## [Alıntı]
________________________________________
Post by YeniAy_Ottoman on Sept 4, 2024 15:38:09 GMT
GRRM, geçen hafta, katıldığı bir panelde, House Of The Dragon hakkında yapacağını söylediği yazıyı yayımladı. İşte çevirisi:
Temmuz ayında, HotD 2. sezonun ilk iki bölümü olan “A Son for a Son” ve “Rhaenyra the Cruel” hakkındaki yorumumdan sonra size Blood and Cheese... ve Maelor the Missing... hakkında daha fazla düşünce sözü vermiştim.
Bunlar müthiş bölümlerdi: iyi yazılmış, iyi yönetilmiş, güçlü oyunculuklar. Yeni sezonu başlatmak için harika bir yol. Hayranlar ve eleştirmenler de aynı fikirde görünüyordu. Bölümlerin önemli eleştiriler alan tek bir yönü vardı: Kan ve Peynir'in ele alınışı ve Prens Jaehaerys'in ölümü. İnternette gördüğüm yorumlara bakılırsa, görüşler ikiye bölünmüştü. FIRE & BLOOD okuyucuları bu bölümün beklentilerinin altında, hayal kırıklığı yarattığını ve sulandırıldığını düşünüyorlar. Kitabı okumamış olan izleyicilerin böyle bir sorunu yoktu. Birçoğu bu sahneyi gerçek bir cesaret kırıcı, trajik, dehşet verici, kabus gibi buldu. Bazıları gözyaşlarına boğulduklarını belirttiler.
Ben kendimi her iki tarafla da aynı fikirde buldum.
Benim kitabıma göre Aegon ve Helaena'nın iki değil üç çocuğu var. İkizler, Jaehaerys ve Jaehaera, altı yaşındalar. Maelor adında iki yaşında bir erkek kardeşleri var. Kan ve Peynir Helaena ve çocukların evine girdiğinde, ona borç tahsildarı olduklarını ve Prens Lucerys'in ölümünün intikamını almaya geldiklerini söylerler: oğula oğul. Ancak Helaena'nın iki oğlu olduğu için hangisinin öleceğini seçmesini isterler. Helaena direnir ve bunun yerine kendi hayatını teklif eder, ancak katiller bunun bir oğul olması gerektiğinde ısrar ederler. Birinin adını vermezse, üç çocuğu da öldüreceklerdir. Helaena ikizlerin hayatını kurtarmak için Maelor adını verir. Ancak Kan bunun yerine büyük oğlan Jaehaerys'i öldürür, Peynir ise küçük Maelor'a annesinin onun ölmesini istediğini söyler. (Çocuğun bunu anlayacak yaşta olup olmadığı kesin değildir).
________________________________________
## [Veri Satırları]
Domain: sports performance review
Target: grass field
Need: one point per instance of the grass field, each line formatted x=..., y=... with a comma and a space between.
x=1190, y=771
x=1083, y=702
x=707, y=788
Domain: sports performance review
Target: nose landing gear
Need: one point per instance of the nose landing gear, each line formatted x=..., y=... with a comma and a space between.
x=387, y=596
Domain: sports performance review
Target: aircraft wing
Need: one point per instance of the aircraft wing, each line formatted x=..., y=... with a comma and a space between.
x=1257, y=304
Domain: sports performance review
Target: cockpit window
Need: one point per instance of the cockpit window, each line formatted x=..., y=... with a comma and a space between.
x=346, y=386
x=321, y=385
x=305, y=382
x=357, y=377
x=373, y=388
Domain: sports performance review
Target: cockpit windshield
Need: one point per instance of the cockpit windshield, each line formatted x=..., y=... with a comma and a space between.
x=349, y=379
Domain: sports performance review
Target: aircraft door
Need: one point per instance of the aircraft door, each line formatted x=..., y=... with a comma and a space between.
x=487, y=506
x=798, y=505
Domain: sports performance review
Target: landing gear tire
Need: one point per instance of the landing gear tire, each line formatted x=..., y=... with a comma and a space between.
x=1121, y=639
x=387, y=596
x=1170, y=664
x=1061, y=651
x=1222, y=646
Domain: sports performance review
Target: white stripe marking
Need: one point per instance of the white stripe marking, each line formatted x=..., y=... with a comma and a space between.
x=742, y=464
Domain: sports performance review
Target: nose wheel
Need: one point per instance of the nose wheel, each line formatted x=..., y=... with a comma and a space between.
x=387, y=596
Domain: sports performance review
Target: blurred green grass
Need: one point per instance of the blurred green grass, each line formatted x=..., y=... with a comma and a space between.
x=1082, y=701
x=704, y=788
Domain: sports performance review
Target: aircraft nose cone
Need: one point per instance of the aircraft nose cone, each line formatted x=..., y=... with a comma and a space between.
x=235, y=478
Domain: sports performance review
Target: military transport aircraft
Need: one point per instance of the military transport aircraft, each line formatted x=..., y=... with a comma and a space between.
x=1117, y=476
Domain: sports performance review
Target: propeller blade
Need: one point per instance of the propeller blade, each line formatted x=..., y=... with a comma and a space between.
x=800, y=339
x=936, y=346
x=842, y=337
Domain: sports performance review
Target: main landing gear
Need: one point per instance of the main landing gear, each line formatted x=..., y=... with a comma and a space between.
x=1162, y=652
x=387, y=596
________________________________________
## [Verilen Görev]
House of the Dragon yazısını son cümleden sonra gelecek bölümle devam ettirin.

## [Görevin Cevabı]
Dizide böyle olmuyor. EJDERHANIN EVİ'nde Maelor yok, sadece ikizler var (her ikisi de altı yaşından küçük görünüyor, ama çocukların yaşlarından emin değilim, bu yüzden kaç yaşında olmaları gerektiğinden emin olamıyorum). Kan ikizleri birbirinden ayıramıyor gibi görünüyor, bu yüzden Helaena'dan hangisinin erkek olduğunu ortaya çıkarması isteniyor (Bir de pijamalarının altına şöyle bir bakınca, annesini dahil etmeden, bunun ortaya çıkacağını düşünürdünüz.). Helaena çocukları kurtarmak için kendi hayatını vermek yerine onlara bir kolye teklif eder. Kan ve Peynir için cazip değildir. Kan, Prens Jaehaerys'in kafasını keser. Bunu görmekten kurtuluruz; bir ses efekti yeterlidir. (Kitapta kafasını bir kılıçla koparıyor).
Kanlı ve vahşi bir sahne olduğuna şüphe yok. Nasıl olmasın? Masum bir çocuk annesinin gözleri önünde katlediliyor.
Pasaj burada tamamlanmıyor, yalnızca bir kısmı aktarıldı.